## TEXT SEGMENT
******************************

Piping Press

Mrs Donald MacLennan or Malcolm Ferguson? Riddle Over Donald MacLeod Slow Air

Who gets to lay prior claim to this brilliant Donald Macleod composition; Malcolm Ferguson, or my granny?

My name is Ben Maclennan, I live in South Africa, and my grandfather Don was a stalwart of the Scottish and piping community in Johannesburg in the 1960s. He played host to a number of visiting pipers, among them Donald Macleod, who expressed his gratitude with this hand-written tune:

As you see, it’s titled ‘Mrs Donald Maclennan’, and along the bottom Donald has written: ‘With Greatest respect to the Lady of ‘The Farm’ and in Gratitude for her real Highland hospitality.’

The farm was the rural smallholding north of Johannesburg where my grandparents lived. Mrs Donald Maclennan was my warm-hearted grandmother Elsie pictured below:

I grew up with the tune, believing it to be a unique part of my family’s heritage. But decades after my grandparents’ death, I for the first time heard Donald’s Malcolm Ferguson, which of course is virtually identical, give or take a gracenote or two, to my grandmother’s tune. 

And therein lies the rub: why did Donald give two titles to the same tune, and which title came first?  

This is photograph is possibly from the early ’60s. My grandfather Don Maclennan is far left and I think that is JB Robertson far right. I don’t have names for the other two gentlemen

I’m fatally handicapped by knowing neither the date of Donald’s visit to South Africa, and therefore the date of composition of Mrs Donald Maclennan, nor when Malcolm Ferguson was penned. 

I’m hoping Piping Press readers may be able to shed light on the matter. I’m rooting for my granny.

******************************

(Records contained in a dataset)
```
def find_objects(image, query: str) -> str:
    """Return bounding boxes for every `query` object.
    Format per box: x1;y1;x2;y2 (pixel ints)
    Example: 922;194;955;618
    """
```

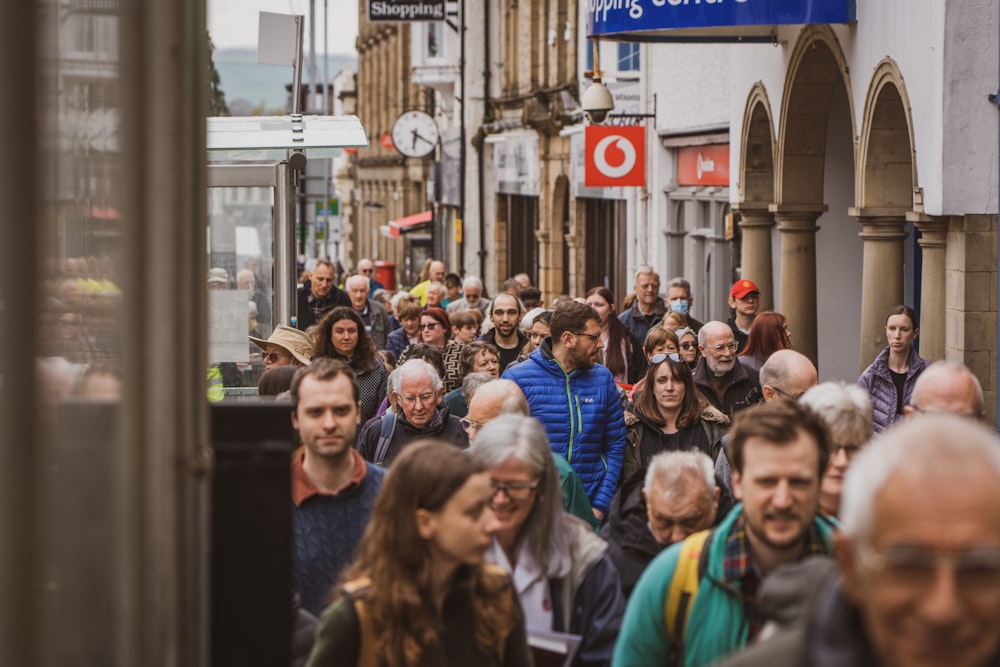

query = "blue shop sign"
584;0;857;41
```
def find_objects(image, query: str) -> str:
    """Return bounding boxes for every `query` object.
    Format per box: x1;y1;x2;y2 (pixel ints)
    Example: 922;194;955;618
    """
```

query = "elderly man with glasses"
358;359;469;466
694;320;762;419
724;415;1000;667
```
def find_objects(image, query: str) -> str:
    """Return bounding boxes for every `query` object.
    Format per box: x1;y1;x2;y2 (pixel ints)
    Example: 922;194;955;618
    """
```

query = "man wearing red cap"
726;280;760;354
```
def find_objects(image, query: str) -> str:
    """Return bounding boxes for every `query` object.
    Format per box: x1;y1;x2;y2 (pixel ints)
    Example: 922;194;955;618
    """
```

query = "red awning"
389;211;434;239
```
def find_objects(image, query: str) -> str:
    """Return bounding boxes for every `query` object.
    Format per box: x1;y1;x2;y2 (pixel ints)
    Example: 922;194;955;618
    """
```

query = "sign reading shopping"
585;0;857;41
584;125;646;188
368;0;445;22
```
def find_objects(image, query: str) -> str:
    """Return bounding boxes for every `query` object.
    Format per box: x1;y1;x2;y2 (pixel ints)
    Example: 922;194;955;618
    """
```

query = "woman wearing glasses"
399;307;462;393
622;354;729;483
587;285;646;384
307;440;532;667
313;306;389;424
469;415;625;666
739;310;792;371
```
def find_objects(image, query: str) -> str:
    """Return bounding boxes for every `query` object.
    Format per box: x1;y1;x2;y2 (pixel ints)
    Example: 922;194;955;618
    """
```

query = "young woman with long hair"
622;354;729;481
307;440;531;667
739;310;792;371
313;306;389;424
858;306;927;433
587;285;646;384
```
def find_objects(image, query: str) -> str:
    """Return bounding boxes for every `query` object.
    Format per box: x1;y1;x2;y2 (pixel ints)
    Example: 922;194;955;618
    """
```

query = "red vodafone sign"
583;125;646;188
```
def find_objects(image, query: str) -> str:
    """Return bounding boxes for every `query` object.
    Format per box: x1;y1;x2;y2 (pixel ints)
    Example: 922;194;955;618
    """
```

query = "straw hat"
250;324;312;365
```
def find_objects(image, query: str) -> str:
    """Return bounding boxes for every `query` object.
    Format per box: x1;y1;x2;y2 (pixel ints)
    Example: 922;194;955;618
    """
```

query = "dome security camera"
580;79;615;125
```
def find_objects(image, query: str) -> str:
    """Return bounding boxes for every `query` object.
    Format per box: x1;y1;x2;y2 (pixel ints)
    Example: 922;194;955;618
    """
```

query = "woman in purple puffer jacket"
858;306;927;433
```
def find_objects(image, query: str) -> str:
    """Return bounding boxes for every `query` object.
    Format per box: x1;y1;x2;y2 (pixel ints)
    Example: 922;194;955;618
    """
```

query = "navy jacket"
503;338;625;513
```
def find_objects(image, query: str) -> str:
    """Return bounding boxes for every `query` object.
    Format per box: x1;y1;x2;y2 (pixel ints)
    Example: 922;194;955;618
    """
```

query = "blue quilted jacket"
503;338;625;513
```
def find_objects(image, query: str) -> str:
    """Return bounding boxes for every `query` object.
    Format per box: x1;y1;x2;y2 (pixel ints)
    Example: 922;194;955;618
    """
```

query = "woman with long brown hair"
308;440;531;667
739;310;792;371
622;354;729;482
587;285;646;384
313;306;389;424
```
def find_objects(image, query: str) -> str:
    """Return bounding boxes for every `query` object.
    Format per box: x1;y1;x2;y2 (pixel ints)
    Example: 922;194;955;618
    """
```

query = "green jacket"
611;505;833;667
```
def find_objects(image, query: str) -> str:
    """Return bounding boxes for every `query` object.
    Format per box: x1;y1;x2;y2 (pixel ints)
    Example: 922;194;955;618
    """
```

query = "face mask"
670;299;688;317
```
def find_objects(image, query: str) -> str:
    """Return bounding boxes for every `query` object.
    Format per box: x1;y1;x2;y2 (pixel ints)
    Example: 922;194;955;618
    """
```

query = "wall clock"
392;109;441;157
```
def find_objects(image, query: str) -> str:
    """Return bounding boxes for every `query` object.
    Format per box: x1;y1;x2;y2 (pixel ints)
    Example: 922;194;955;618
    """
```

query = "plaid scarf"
722;514;829;639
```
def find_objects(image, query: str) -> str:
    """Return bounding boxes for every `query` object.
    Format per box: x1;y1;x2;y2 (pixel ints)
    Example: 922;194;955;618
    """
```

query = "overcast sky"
208;0;358;53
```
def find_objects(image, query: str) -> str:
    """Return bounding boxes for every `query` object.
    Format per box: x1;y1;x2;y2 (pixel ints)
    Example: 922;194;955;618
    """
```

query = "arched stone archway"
737;82;775;310
770;26;857;366
851;58;946;366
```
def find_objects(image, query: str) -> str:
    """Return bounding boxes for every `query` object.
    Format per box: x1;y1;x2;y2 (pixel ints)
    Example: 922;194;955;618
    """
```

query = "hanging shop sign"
585;0;857;42
584;125;646;187
677;144;729;187
368;0;445;22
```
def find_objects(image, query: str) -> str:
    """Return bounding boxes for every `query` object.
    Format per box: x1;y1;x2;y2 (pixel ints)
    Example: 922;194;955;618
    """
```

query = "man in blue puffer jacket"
503;301;625;519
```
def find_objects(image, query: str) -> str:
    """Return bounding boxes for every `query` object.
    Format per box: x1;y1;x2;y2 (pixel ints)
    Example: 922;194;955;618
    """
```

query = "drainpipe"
477;0;490;282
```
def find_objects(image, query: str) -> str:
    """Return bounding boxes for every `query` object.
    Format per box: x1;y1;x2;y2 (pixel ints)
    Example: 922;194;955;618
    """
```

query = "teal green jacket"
611;505;833;667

******************************

## WORK ORDER A
Repeat the Piping Press article word for word, starting at "As you see, it’s" and ending at "title came first?".
## WORK ORDER B
Name every member of the writer's family who is named in the Piping Press article, including the writer.

## EXPECTED ANSWER A
As you see, it’s titled ‘Mrs Donald Maclennan’, and along the bottom Donald has written: ‘With Greatest respect to the Lady of ‘The Farm’ and in Gratitude for her real Highland hospitality.’

The farm was the rural smallholding north of Johannesburg where my grandparents lived. Mrs Donald Maclennan was my warm-hearted grandmother Elsie pictured below:

I grew up with the tune, believing it to be a unique part of my family’s heritage. But decades after my grandparents’ death, I for the first time heard Donald’s Malcolm Ferguson, which of course is virtually identical, give or take a gracenote or two, to my grandmother’s tune. 

And therein lies the rub: why did Donald give two titles to the same tune, and which title came first?

## EXPECTED ANSWER B
Ben Maclennan (the writer)
Don Maclennan (grandfather)
Elsie, Mrs Donald Maclennan (grandmother)